[[ Source material, beginning ]]

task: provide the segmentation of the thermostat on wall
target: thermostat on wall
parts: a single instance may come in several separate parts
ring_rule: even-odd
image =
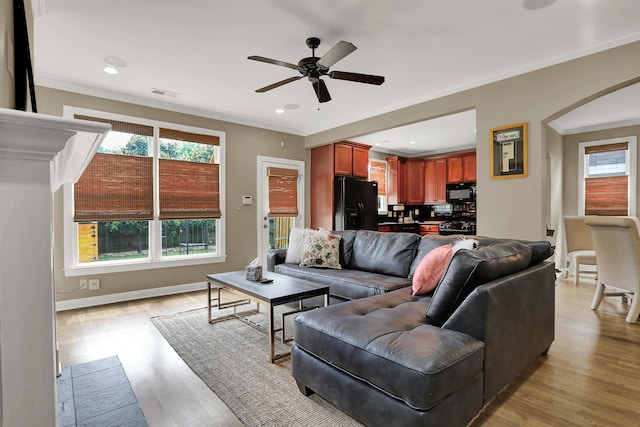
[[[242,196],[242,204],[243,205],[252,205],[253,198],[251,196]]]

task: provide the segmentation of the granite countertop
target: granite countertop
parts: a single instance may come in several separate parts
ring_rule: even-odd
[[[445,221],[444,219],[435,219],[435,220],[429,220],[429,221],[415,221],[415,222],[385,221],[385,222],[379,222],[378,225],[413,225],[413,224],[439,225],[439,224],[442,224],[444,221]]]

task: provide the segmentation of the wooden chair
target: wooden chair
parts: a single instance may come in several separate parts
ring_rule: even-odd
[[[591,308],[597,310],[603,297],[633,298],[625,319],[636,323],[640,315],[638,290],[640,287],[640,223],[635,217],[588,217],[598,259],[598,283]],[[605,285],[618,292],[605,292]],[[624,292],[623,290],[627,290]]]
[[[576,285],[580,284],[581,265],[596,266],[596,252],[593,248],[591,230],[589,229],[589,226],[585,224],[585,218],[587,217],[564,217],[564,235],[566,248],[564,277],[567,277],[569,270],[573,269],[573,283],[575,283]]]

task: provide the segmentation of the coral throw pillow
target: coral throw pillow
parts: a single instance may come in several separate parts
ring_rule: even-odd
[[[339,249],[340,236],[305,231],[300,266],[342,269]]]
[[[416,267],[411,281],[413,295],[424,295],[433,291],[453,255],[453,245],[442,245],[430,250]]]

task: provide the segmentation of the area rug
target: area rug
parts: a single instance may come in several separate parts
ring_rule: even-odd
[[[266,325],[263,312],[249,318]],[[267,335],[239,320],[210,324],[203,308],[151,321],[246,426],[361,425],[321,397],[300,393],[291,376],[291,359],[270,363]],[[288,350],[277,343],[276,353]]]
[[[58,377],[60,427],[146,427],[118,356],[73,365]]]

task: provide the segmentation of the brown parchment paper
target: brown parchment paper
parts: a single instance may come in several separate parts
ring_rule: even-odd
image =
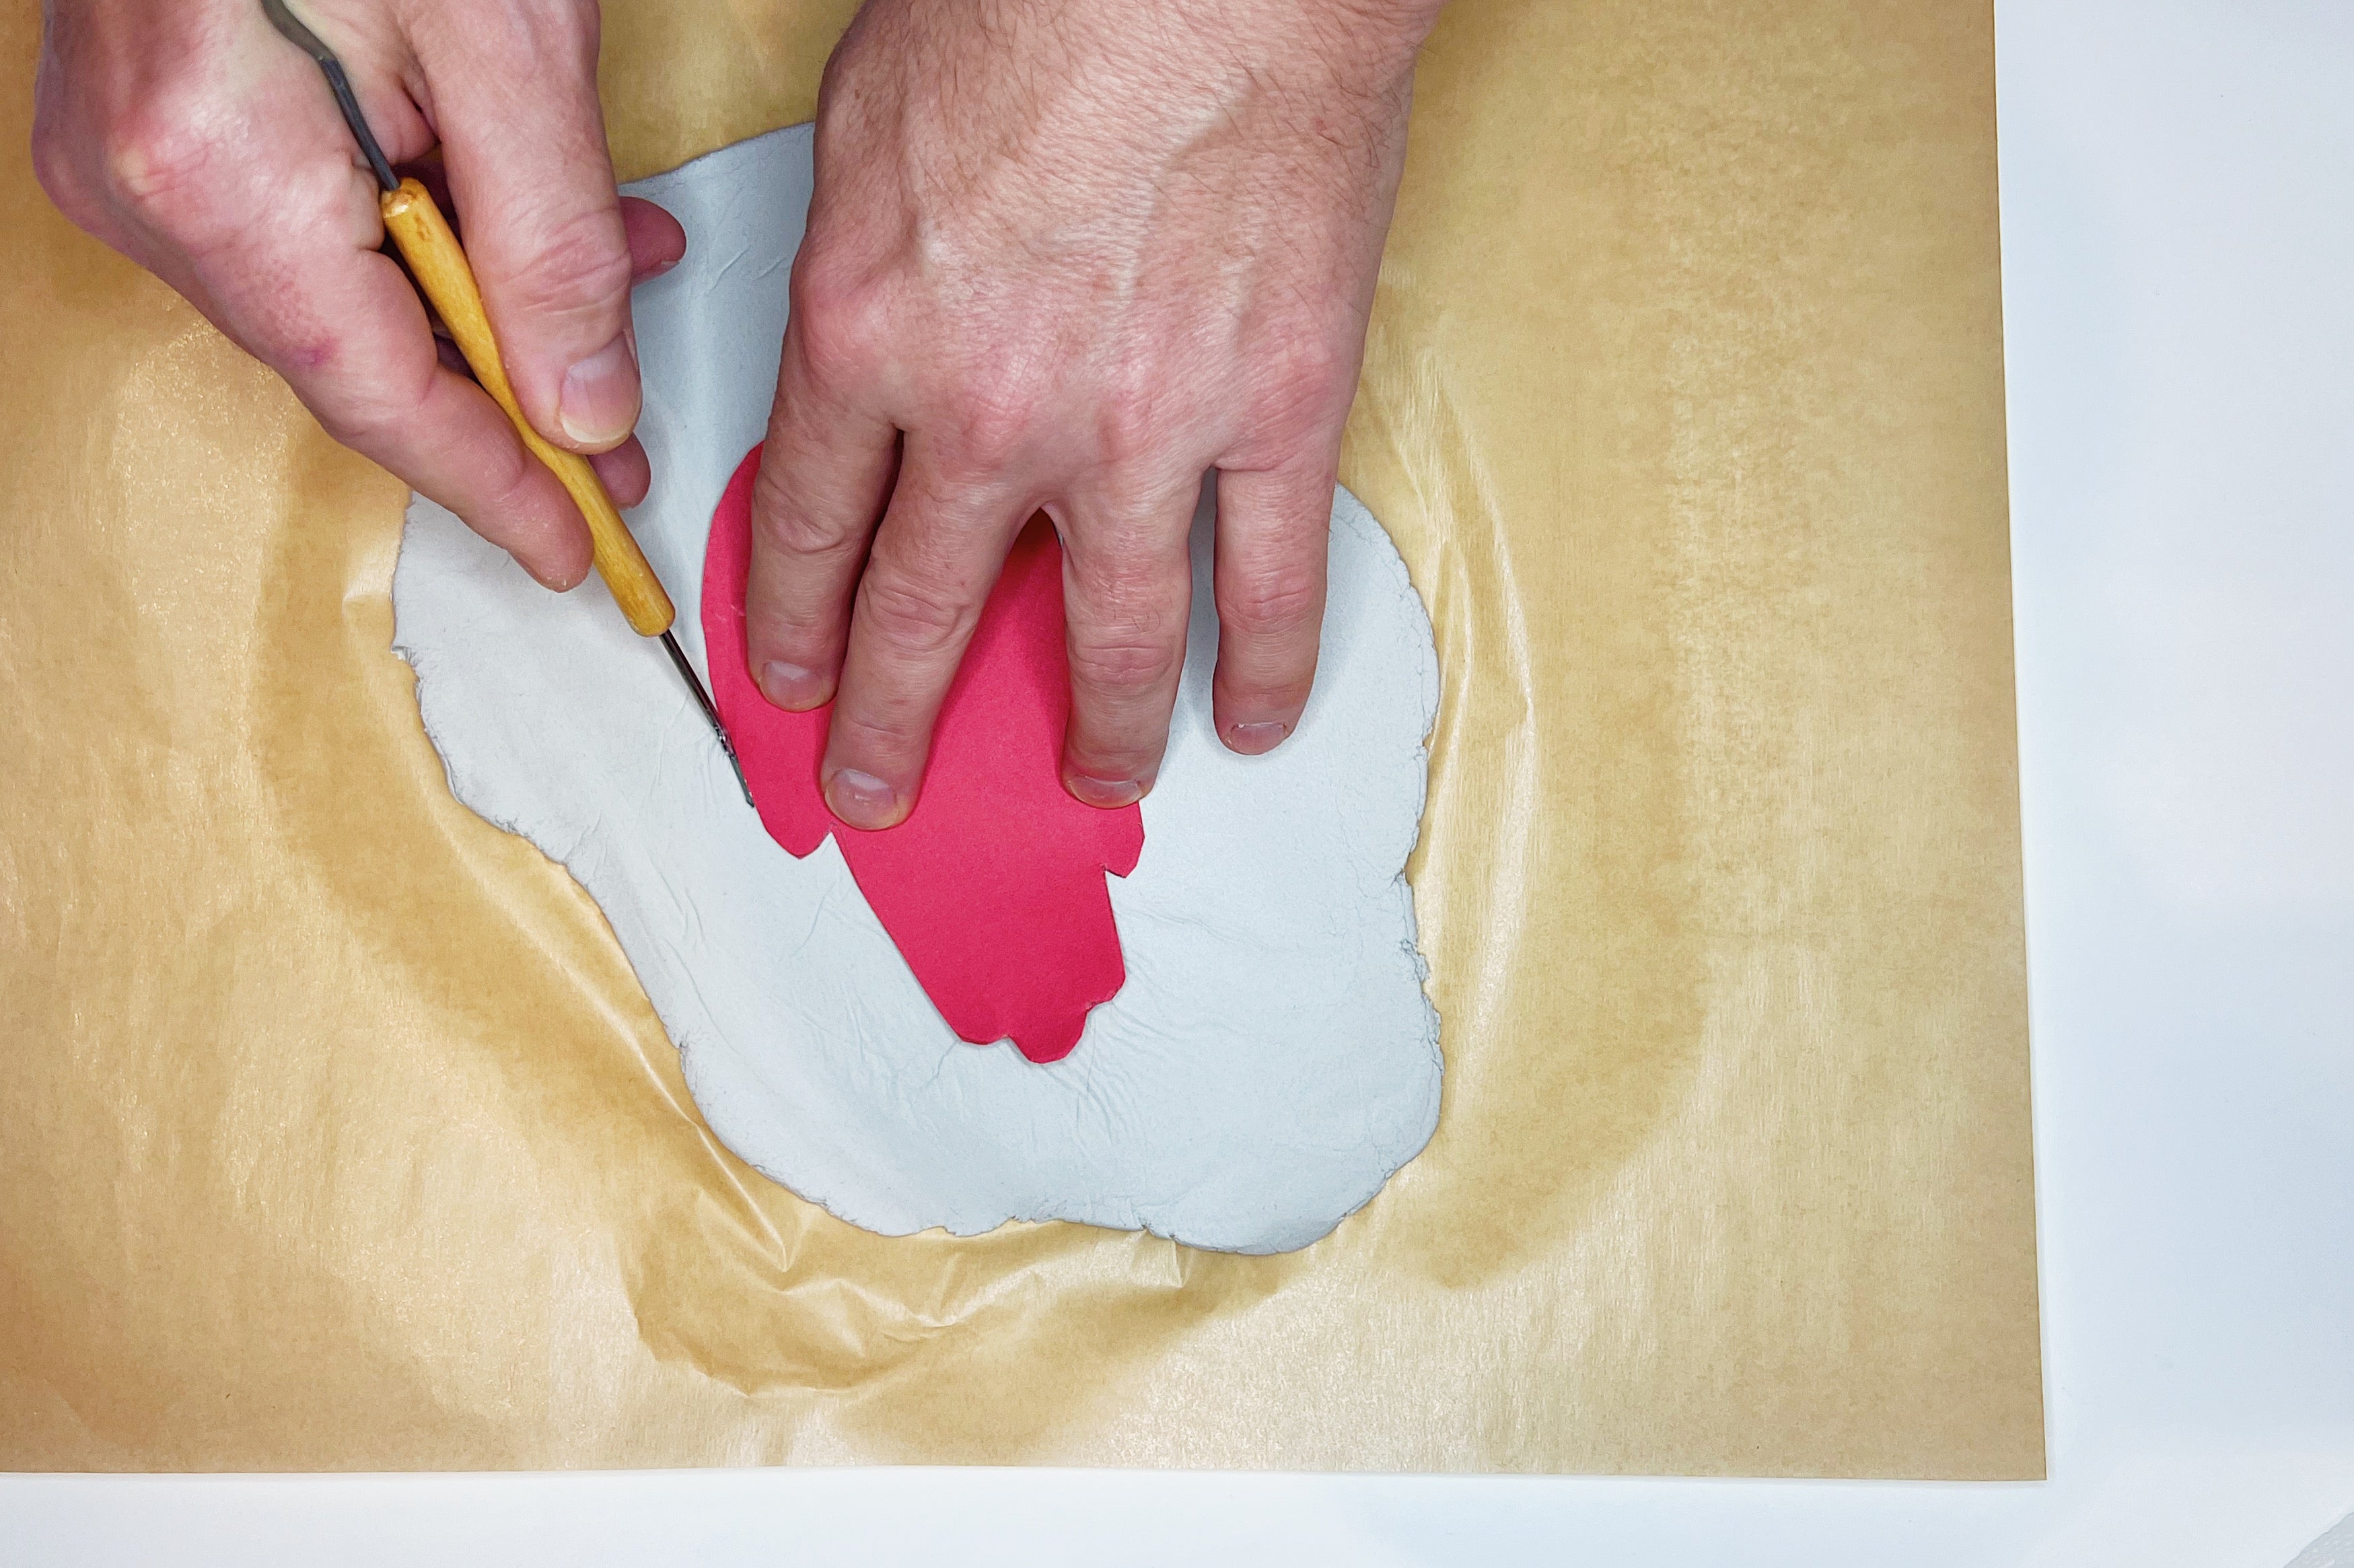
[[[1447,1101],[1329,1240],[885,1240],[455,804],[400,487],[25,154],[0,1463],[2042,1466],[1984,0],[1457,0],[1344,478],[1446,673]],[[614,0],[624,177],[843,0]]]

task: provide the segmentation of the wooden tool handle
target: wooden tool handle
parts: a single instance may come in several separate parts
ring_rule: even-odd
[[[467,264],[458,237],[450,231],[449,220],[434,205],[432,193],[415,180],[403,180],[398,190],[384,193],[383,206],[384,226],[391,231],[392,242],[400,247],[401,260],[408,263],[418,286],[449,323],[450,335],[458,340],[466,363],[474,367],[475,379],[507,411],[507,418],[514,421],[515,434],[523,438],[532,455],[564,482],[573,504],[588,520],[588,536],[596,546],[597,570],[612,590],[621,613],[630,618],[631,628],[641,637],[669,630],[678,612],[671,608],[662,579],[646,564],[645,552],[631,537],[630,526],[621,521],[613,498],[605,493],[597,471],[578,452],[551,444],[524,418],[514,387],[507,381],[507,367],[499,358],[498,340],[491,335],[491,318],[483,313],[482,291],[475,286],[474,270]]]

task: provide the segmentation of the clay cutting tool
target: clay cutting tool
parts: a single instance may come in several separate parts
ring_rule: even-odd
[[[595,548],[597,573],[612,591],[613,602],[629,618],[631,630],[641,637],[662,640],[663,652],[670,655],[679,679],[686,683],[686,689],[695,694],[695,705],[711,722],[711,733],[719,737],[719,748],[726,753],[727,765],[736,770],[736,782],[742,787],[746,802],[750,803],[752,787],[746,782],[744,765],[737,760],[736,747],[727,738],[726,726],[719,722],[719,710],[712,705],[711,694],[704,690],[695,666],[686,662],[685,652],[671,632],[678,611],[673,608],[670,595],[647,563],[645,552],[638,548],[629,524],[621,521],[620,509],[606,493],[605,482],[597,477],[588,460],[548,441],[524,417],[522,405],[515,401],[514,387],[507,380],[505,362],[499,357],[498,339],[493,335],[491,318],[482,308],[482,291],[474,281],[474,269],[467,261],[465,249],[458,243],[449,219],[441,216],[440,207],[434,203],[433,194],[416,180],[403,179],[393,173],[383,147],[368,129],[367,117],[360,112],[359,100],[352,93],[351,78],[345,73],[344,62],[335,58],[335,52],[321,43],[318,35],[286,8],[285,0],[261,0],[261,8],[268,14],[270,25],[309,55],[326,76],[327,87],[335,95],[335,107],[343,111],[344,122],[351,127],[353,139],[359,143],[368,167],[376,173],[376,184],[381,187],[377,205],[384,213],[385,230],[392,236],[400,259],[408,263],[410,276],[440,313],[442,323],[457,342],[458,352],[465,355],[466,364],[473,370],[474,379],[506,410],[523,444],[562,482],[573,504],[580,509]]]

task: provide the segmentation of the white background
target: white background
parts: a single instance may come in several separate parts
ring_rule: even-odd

[[ Source material, end ]]

- _What you should do_:
Exactly as given, set down each line of the material, but include no pictures.

- _Problem solution_:
task: provide the segmentation of the thermostat on wall
target: thermostat on wall
parts: a single instance may come in several separate parts
ring_rule: even-odd
image =
[[[242,196],[242,204],[243,205],[252,205],[253,198],[251,196]]]

task: provide the segmentation of the granite countertop
target: granite countertop
parts: a single instance may come in several separate parts
ring_rule: even-odd
[[[445,221],[444,219],[435,219],[435,220],[429,220],[429,221],[415,221],[415,222],[385,221],[385,222],[379,222],[378,225],[413,225],[413,224],[439,225],[439,224],[442,224],[444,221]]]

task: provide the segmentation of the wooden chair
target: wooden chair
parts: a single instance may come in several separate parts
ring_rule: even-odd
[[[591,308],[597,310],[603,297],[633,298],[625,319],[636,323],[640,315],[638,290],[640,287],[640,223],[635,217],[588,217],[598,259],[598,283]],[[605,285],[618,292],[605,292]],[[624,292],[623,290],[627,290]]]
[[[576,285],[580,284],[581,265],[596,266],[596,252],[593,248],[591,230],[589,229],[589,226],[585,224],[585,218],[587,217],[564,217],[564,235],[566,248],[564,277],[567,277],[569,270],[573,269],[573,283],[575,283]]]

task: provide the segmentation of the coral throw pillow
target: coral throw pillow
parts: a single instance may come in several separate parts
ring_rule: even-odd
[[[339,249],[340,236],[305,231],[300,266],[342,269]]]
[[[416,267],[411,281],[413,295],[424,295],[433,291],[453,255],[453,245],[442,245],[430,250]]]

task: provide the segmentation of the area rug
target: area rug
parts: a single instance may come in several separate parts
ring_rule: even-odd
[[[266,325],[263,312],[249,318]],[[267,335],[239,320],[210,324],[203,308],[151,321],[246,426],[361,425],[321,397],[300,393],[291,376],[291,359],[270,363]],[[288,350],[277,343],[276,353]]]
[[[58,377],[60,427],[146,427],[118,356],[73,365]]]

task: provide the segmentation of the brown parchment paper
target: brown parchment paper
parts: a single instance may come in several separate parts
ring_rule: even-odd
image =
[[[1447,1101],[1329,1240],[885,1240],[455,804],[400,487],[25,154],[0,1463],[2042,1466],[1984,0],[1457,0],[1344,478],[1446,673]],[[614,0],[624,177],[843,0]]]

task: provide the segmentation of the wooden tool handle
target: wooden tool handle
parts: a single instance may come in several separate parts
ring_rule: even-odd
[[[467,264],[458,237],[450,231],[449,220],[434,205],[432,193],[415,180],[403,180],[398,190],[384,193],[383,206],[384,226],[391,231],[392,242],[400,247],[401,260],[408,263],[418,286],[449,323],[450,335],[458,340],[466,363],[474,367],[475,379],[507,411],[507,418],[514,421],[515,434],[523,438],[532,455],[564,482],[573,504],[588,520],[588,536],[596,546],[597,570],[612,590],[621,613],[630,618],[631,628],[641,637],[669,630],[678,612],[671,608],[662,579],[646,564],[645,552],[631,537],[630,526],[621,521],[613,498],[605,493],[597,471],[578,452],[551,444],[524,418],[514,387],[507,381],[507,367],[499,358],[498,340],[491,335],[491,318],[483,313],[482,291],[475,286],[474,270]]]

task: provide the segmentation of the clay cutting tool
target: clay cutting tool
parts: a single instance may come in several separate parts
ring_rule: even-odd
[[[595,548],[597,573],[612,591],[613,602],[629,618],[631,630],[641,637],[662,640],[663,652],[670,655],[679,679],[686,683],[686,689],[695,694],[695,705],[711,722],[711,733],[719,737],[719,748],[726,753],[727,765],[736,770],[736,782],[742,787],[746,802],[750,803],[752,787],[746,782],[744,765],[737,760],[736,747],[727,738],[726,726],[719,722],[719,710],[712,705],[711,694],[704,690],[695,666],[686,662],[685,652],[671,632],[678,611],[673,608],[670,595],[647,563],[645,552],[638,548],[629,524],[621,521],[620,509],[606,493],[605,482],[597,477],[588,460],[548,441],[524,417],[522,405],[515,401],[514,387],[507,380],[505,362],[499,357],[498,339],[493,335],[491,318],[482,308],[482,291],[474,281],[474,269],[467,261],[465,249],[458,243],[449,219],[441,216],[440,207],[434,203],[433,194],[416,180],[403,179],[393,173],[383,147],[368,129],[367,117],[360,112],[359,100],[352,93],[351,78],[345,73],[344,62],[335,58],[335,52],[321,43],[318,35],[286,8],[285,0],[261,0],[261,8],[268,14],[270,25],[309,55],[326,76],[327,87],[335,95],[335,107],[343,111],[344,122],[351,127],[353,139],[359,143],[368,167],[376,173],[376,184],[381,187],[377,205],[384,213],[385,230],[392,236],[400,259],[408,263],[410,276],[440,313],[442,323],[457,342],[458,352],[465,355],[466,364],[473,370],[474,379],[506,410],[523,444],[562,482],[573,504],[580,509]]]

task: provide the segmentation of the white background
target: white background
parts: a single instance may come in several separate parts
ring_rule: even-odd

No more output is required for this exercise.